» Page extract:
Editor’s note: This article originally appeared in the August issue of the University of Minnesota’s Children’s Health newsletter. The complete article can be found here.
A small, cuddly teddy bear is having a big impact in research funding for cystic fibrosis around the world, including here at the University of Minnesota.
The teddy bear, Burke P. Bear, is named in honor of Burke P. Derr, who died two days before his 19thbirthday in 1997 from complications of cystic fibrosis (CF), a genetic disorder that causes mucus to build up and clog some organs of the body, primarily the lungs. To date, Burke P. Bear has traveled 47 states and 23 countries raising awareness of CF.
Today Burke’s memory lives on through the work of his father, Bob Derr, for Pennsylvania Cystic Fibrosis, Inc. (PACFI), and the CF researchers it supports, including Antoinette Moran, M.D., a renowned pediatric endocrinologist in the University of Minnesota Medical School’s Department of Pediatrics.

» Apply what you read:
1) Answer these questions about the teddy bear article above:
(a) In what year did Burke P. Derr die?
(b) How many countries has Burke P. Bear traveled?
(c) In which department of the University of Minnesota Medical School does Antoinette Moran work?
2) Reproduce the passage of the teddy bear article between "Editor’s note: This" and "University of Minnesota.", inclusive.

» Records shown:
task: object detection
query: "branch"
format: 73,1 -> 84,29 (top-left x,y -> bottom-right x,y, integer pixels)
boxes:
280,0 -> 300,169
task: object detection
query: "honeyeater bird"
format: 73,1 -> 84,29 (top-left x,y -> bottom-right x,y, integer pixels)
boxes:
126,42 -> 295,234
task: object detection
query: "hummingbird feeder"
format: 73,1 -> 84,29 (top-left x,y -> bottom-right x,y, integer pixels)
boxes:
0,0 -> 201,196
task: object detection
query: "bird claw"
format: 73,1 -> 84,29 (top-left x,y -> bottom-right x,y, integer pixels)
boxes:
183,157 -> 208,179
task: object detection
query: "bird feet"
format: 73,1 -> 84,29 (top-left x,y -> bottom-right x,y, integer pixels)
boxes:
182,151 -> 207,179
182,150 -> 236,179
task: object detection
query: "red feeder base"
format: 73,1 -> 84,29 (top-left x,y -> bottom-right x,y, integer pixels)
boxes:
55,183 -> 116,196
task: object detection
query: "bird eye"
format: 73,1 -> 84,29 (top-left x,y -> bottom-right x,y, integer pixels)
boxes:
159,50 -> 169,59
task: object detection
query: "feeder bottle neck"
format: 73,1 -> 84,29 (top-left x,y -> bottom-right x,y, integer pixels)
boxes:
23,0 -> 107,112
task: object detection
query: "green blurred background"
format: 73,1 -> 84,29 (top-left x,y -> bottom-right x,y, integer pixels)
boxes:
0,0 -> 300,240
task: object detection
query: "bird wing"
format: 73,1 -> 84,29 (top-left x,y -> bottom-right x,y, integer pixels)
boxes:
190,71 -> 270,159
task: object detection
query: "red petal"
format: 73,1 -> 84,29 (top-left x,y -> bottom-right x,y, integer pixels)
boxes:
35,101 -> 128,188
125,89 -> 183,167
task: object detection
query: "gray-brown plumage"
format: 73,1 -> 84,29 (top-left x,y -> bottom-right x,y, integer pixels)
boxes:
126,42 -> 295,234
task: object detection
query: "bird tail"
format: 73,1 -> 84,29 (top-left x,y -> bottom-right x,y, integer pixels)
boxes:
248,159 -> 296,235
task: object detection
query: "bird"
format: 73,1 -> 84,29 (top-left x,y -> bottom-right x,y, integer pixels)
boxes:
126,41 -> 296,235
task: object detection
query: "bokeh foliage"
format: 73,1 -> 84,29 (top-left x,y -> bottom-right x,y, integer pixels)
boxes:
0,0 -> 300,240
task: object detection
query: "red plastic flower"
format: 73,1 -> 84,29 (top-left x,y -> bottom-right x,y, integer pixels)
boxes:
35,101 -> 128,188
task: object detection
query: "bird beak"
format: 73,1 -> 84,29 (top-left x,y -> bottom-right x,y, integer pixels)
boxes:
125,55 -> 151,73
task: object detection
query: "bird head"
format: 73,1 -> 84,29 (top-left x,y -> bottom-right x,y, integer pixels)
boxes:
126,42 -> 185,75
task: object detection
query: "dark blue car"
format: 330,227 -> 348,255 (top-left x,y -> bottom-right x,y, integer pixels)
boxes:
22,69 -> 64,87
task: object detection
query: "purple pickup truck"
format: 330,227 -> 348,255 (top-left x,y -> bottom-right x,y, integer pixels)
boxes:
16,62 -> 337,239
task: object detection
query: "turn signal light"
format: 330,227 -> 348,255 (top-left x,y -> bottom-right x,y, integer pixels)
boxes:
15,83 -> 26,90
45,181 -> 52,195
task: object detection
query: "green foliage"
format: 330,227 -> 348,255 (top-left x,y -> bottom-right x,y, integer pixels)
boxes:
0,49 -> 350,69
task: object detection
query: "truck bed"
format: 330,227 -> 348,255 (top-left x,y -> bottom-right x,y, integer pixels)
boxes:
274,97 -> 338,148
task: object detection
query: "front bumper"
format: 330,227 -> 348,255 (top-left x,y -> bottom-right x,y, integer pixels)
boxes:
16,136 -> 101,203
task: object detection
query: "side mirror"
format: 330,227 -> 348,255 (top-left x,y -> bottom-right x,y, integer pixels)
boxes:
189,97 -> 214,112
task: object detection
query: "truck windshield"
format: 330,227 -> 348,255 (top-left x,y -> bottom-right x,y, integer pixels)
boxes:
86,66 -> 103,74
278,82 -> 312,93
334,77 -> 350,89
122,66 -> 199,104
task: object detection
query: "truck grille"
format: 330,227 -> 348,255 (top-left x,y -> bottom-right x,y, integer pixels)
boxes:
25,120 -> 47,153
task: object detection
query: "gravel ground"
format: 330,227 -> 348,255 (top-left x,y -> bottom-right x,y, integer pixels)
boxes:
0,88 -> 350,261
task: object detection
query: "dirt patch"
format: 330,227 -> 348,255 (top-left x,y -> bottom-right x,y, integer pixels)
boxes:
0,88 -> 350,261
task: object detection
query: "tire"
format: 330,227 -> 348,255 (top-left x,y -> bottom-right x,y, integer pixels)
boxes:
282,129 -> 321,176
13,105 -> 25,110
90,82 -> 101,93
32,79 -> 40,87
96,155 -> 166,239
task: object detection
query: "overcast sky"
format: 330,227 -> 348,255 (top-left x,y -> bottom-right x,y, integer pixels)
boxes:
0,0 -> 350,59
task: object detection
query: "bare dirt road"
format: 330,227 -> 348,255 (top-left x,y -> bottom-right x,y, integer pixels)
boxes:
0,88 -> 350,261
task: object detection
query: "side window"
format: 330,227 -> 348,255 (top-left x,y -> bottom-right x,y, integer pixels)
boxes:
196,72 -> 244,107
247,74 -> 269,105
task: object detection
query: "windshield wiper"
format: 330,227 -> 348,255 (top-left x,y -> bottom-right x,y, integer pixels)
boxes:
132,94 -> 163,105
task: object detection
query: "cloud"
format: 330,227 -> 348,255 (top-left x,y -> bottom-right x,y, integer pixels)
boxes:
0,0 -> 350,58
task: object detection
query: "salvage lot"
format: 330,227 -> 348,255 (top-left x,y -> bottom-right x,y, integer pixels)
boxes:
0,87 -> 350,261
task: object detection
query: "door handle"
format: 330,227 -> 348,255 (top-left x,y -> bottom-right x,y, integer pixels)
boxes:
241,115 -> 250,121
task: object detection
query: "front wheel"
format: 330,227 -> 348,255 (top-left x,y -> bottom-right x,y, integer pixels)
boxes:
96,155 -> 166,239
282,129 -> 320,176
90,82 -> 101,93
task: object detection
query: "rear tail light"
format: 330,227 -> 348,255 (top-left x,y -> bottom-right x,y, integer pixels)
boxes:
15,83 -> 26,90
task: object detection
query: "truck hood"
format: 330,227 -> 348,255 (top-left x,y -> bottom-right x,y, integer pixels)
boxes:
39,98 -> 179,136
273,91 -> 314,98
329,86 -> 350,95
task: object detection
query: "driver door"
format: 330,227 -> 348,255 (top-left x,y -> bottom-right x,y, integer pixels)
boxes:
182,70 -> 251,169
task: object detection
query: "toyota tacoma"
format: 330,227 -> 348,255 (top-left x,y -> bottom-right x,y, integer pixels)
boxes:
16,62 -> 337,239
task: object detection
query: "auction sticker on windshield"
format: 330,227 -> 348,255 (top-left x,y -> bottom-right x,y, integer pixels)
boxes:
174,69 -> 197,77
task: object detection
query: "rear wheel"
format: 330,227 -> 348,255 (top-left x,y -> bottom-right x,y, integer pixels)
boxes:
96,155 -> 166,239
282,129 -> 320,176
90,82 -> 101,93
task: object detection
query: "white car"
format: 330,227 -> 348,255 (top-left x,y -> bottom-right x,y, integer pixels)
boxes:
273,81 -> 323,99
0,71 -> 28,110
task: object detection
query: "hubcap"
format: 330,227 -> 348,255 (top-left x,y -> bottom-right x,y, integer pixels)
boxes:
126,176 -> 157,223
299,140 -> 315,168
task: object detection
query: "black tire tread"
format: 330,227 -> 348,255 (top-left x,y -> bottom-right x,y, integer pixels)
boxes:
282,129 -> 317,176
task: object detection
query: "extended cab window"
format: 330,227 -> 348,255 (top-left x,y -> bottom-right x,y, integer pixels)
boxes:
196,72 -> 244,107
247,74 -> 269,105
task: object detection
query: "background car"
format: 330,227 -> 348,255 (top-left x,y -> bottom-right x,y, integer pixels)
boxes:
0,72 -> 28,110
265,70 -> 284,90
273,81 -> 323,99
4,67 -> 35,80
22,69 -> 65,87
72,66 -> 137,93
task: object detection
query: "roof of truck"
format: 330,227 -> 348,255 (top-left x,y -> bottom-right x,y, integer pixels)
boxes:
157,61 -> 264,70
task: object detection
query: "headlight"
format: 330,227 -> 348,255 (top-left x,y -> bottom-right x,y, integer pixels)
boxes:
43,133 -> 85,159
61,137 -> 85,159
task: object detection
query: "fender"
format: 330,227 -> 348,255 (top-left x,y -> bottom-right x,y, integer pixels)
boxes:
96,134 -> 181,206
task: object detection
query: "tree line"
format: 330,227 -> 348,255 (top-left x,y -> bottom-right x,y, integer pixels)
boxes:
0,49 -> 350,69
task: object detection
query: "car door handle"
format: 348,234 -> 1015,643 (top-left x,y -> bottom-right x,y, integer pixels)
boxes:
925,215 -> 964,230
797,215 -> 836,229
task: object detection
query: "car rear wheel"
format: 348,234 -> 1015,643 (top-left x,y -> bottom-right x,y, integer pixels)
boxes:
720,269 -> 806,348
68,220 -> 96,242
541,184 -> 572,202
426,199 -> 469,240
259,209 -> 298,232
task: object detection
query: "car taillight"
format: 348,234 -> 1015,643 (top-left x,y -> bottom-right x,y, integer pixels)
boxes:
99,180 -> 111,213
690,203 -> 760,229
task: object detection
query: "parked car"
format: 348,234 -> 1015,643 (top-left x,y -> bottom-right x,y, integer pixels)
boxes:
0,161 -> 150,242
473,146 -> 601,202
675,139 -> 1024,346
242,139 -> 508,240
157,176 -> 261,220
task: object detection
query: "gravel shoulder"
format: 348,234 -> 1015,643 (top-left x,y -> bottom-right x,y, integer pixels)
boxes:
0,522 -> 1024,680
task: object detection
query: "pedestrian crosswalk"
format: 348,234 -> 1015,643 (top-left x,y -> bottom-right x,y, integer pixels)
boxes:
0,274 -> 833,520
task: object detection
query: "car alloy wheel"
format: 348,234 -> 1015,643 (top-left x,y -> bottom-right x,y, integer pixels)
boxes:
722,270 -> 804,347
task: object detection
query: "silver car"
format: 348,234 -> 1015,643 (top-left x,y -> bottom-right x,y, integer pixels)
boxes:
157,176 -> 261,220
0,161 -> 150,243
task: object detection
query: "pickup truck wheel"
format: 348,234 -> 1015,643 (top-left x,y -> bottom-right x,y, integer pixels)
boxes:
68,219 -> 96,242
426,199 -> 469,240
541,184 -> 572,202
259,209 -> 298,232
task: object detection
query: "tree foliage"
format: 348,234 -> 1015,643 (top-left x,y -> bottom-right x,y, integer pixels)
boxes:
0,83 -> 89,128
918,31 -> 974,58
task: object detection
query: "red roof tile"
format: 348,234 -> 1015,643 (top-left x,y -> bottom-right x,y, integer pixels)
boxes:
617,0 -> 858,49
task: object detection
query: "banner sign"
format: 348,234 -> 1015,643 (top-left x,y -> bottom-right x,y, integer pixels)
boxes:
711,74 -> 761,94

» Results of the exercise:
1)
(a) 1997
(b) 23
(c) The Department of Pediatrics

2)
Editor’s note: This article originally appeared in the August issue of the University of Minnesota’s Children’s Health newsletter. The complete article can be found here.
A small, cuddly teddy bear is having a big impact in research funding for cystic fibrosis around the world, including here at the University of Minnesota.